| Actions to take |
• a. In the text about the London walking group, what did the group do when COVID-19 social distancing began?
• b. List the kinds of primary ethnographic material that the text about the London walking group says were used on the website.

Walking is about being with others in a group, not necessarily to make long-lasting connections or even speak to anyone during the walk, but about experiencing a social co-presence in London’s nature, facilitated and legitimized by Meetup.com.
A note about digital anthropology
My field site occurred at the intersection between the digital and the physical – if such a distinction can truly be made (Boellstorff 2016). Without Meetup.com, members of the walking group may not have found each other. Yet the social space facilitated by Meetup.com necessarily takes place in a ‘physical’ space; the value provided by Meetup.com for its members is its ability to function as an online directory for face to face interactions and to legitimize in person interactions with strangers. As I noted earlier, due to COVID-19 social distancing, the group paused their walks completely, rather than continue in a virtual sense, such as by using a video conferencing app to take walks together. The lack of virtual alternatives could suggest that most walkers are content with their online social networks and instead use Meetup for in-person interactions.
Digital anthropology is thus essential in this case for taking into consideration the ways social relations are constituted by and through a website; but an analysis taking place purely at the level of the website would be inadequate in answering my question of what kind of social spaces the walks are.
The website
By presenting my findings digitally I hope to create an immersive experience for the viewer. Using a mixture of primary ethnographic material, such as quotes, footage, and screenshots, interspersed with stock imagery and video to replace content I was unable to obtain due to pandemic restrictions, I designed the website to place the viewer in the shoes of the walker. My website takes the viewer on a journey from one version of London to another – the London characterized as transient, anonymous, and overcrowded, to the London accessible through Meetup.com; a social space, set against the green backdrop of the parks.
By utilizing apps on the Wix platform, I aim to represent how Meetup provides an access point or ‘directory’ that my participants used to experience in person social interactions and co-presence in London’s natural environment. Additionally, I hoped to make the website interactive, allowing the user to contribute to the discussion of the walking group by leaving comments. Ultimately, my central objective in presenting my research in this way was to recreate the journey taken by participants in the walking group, a journey that takes place across multiple versions of London that exist both online and in person. Additionally, I hope to showcase more participatory and immersive digital methods for the presentation of data.
*Names changed for anonymity.
Boellstorff, Tom. 2016 "For Whom the Ontology Turns: Theorizing the Digital Real," Current Anthropology 57, no. 4: 387-407.

| Material shown |
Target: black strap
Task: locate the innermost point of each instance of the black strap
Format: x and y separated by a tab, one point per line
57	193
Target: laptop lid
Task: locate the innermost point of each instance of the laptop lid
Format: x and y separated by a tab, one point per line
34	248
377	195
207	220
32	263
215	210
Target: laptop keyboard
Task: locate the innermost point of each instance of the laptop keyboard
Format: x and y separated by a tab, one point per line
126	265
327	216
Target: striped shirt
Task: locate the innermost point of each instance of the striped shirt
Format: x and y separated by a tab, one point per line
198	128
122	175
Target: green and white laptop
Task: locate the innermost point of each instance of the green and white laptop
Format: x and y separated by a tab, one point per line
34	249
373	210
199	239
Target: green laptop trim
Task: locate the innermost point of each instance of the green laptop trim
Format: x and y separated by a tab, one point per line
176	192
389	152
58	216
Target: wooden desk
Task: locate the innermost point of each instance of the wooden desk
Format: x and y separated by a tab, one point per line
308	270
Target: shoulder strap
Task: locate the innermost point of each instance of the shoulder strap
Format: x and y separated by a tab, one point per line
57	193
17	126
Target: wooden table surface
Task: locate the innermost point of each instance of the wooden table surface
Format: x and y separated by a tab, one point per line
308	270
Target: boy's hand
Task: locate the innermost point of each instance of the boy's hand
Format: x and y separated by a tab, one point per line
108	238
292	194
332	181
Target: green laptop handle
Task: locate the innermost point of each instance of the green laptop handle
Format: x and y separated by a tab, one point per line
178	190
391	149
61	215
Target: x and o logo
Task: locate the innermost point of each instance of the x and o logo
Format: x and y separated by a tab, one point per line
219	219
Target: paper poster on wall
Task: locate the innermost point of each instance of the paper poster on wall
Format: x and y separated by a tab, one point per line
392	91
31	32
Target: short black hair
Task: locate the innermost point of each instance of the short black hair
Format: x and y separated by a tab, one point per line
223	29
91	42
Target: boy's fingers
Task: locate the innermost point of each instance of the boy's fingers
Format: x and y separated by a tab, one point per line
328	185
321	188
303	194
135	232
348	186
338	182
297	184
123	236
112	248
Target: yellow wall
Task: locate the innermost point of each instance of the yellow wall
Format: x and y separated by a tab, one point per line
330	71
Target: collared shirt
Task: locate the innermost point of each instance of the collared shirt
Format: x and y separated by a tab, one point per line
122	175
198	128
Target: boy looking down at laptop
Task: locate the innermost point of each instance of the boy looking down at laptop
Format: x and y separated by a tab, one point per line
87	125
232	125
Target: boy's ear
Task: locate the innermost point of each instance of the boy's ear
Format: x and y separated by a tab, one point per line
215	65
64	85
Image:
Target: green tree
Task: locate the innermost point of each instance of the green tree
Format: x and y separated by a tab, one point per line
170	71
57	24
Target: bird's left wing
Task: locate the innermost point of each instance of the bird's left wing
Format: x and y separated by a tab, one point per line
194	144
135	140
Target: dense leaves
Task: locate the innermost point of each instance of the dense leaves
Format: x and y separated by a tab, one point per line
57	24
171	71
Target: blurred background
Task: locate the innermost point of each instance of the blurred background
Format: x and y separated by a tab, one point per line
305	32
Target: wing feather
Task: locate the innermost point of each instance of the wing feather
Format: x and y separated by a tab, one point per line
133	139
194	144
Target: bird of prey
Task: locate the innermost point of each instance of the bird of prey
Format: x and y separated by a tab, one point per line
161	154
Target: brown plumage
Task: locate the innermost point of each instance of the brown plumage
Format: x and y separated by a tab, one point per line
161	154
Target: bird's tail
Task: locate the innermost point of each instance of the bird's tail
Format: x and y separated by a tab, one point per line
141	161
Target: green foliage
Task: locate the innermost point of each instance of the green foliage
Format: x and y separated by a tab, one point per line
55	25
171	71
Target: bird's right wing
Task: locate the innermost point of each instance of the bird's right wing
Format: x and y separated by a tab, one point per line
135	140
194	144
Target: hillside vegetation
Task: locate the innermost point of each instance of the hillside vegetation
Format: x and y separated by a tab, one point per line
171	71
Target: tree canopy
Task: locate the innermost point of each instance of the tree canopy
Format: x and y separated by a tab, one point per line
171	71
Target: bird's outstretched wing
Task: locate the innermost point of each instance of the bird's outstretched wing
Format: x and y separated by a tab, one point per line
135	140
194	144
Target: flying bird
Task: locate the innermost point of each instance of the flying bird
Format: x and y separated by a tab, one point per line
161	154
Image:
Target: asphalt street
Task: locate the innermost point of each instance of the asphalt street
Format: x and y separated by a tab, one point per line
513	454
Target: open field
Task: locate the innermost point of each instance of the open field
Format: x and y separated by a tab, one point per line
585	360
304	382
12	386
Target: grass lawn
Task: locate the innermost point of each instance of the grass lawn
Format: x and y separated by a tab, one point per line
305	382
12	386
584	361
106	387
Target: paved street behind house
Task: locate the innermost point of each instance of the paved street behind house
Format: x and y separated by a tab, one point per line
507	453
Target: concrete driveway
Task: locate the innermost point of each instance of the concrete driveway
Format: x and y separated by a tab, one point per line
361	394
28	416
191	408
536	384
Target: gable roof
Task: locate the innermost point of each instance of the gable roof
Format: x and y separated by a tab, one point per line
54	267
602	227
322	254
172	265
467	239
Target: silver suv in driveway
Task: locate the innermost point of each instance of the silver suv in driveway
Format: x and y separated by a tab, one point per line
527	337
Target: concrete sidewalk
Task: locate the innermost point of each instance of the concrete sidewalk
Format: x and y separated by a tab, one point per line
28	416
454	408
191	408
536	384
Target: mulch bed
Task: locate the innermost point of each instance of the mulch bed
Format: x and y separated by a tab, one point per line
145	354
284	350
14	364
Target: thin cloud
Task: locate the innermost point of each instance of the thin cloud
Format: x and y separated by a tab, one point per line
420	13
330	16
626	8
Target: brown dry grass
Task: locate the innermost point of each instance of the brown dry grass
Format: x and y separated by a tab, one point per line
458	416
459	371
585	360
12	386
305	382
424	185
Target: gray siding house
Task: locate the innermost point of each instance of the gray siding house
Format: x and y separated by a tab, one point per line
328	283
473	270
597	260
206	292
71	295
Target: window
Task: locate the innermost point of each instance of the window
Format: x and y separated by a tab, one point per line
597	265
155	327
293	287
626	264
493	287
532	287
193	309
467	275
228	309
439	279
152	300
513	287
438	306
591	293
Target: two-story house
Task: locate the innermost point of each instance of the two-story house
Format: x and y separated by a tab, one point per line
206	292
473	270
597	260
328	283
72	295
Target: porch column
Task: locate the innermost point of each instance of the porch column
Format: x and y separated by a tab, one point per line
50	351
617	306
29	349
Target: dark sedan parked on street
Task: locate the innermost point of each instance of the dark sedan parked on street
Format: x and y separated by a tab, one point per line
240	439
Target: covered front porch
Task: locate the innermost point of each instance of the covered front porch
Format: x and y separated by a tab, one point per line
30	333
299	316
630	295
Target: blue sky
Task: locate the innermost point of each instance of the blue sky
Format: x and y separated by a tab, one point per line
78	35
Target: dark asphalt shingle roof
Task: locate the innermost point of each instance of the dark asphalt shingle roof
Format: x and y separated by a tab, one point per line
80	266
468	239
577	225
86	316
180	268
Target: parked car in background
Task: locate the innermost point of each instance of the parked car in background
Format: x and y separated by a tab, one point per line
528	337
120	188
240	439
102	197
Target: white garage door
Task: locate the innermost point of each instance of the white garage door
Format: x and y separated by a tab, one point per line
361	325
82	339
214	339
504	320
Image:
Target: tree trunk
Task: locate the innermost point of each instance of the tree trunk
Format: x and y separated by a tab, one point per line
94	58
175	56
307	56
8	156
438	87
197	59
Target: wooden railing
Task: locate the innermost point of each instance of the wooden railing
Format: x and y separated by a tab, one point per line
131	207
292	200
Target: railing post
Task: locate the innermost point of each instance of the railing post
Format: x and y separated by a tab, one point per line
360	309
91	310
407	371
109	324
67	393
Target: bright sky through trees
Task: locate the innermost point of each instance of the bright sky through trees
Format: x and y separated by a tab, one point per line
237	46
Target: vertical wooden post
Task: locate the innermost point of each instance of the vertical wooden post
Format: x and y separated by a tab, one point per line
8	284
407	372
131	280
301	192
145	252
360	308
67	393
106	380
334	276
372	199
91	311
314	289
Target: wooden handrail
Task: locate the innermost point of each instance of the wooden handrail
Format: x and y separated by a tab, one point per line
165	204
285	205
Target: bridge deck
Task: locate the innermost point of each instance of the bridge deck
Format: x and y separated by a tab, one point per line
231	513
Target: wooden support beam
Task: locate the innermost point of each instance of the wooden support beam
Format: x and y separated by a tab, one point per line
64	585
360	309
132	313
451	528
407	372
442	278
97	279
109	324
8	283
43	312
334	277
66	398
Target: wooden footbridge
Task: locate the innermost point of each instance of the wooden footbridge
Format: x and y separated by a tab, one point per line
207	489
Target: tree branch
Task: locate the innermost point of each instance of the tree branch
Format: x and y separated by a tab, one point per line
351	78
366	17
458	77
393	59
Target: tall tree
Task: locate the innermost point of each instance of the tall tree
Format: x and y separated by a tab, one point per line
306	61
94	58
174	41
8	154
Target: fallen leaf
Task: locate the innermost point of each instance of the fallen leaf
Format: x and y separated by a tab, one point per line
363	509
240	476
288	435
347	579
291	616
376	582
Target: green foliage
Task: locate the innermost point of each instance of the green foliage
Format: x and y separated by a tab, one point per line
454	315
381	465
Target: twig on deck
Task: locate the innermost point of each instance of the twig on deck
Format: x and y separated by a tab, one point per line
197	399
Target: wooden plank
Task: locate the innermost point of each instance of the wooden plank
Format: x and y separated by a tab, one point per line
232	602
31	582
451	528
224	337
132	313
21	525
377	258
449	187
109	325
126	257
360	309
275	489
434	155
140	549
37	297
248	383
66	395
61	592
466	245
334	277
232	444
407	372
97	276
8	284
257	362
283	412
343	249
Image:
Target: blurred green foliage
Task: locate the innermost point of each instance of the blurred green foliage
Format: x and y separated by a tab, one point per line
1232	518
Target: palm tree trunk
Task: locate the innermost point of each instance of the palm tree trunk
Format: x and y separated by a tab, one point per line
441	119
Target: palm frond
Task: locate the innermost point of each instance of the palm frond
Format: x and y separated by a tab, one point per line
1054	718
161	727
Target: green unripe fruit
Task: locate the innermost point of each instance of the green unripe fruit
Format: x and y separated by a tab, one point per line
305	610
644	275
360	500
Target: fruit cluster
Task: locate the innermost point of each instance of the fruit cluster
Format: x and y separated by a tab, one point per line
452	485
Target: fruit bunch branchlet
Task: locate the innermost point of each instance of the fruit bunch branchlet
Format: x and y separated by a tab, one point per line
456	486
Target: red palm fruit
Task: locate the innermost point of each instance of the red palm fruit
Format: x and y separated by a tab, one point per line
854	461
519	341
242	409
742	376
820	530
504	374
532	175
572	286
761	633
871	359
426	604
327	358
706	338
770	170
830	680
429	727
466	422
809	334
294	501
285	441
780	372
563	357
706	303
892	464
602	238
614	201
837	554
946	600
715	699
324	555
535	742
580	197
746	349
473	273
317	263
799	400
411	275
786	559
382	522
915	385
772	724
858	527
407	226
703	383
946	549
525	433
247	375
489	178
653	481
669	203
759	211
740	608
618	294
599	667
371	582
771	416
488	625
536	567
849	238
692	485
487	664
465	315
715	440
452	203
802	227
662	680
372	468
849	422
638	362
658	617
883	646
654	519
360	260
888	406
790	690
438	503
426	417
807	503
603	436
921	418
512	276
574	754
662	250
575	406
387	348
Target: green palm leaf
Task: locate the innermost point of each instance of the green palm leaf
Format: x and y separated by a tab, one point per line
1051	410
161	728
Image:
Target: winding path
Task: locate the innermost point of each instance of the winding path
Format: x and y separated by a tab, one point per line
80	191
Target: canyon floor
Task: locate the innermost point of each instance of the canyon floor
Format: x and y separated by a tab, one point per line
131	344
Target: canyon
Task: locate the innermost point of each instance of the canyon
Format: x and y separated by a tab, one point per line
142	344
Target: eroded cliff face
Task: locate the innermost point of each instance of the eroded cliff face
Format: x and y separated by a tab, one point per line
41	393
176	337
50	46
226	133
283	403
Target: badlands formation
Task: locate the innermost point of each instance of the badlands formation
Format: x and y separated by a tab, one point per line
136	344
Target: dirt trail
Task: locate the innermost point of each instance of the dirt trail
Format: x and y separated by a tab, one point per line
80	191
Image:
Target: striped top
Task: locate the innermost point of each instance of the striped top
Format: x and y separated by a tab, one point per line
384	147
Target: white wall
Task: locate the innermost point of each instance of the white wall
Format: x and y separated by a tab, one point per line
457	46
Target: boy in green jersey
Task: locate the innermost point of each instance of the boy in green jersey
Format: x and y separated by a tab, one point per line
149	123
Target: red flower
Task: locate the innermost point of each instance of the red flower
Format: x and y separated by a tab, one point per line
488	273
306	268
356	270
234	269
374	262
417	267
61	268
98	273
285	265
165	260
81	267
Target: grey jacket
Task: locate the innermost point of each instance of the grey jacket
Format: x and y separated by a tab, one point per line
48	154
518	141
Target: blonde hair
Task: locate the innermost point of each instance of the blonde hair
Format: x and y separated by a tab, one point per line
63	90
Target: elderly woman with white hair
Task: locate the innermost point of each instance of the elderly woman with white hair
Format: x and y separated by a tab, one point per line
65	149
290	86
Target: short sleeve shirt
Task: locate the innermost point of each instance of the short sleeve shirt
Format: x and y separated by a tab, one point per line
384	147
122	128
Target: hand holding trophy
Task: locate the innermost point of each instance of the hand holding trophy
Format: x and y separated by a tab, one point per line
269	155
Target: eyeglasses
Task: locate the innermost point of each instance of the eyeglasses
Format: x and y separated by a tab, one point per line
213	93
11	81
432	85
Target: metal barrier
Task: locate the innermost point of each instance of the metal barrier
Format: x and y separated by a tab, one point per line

| Response list |
• a. They paused their walks completely rather than continuing them virtually.

• b. Quotes, footage, screenshots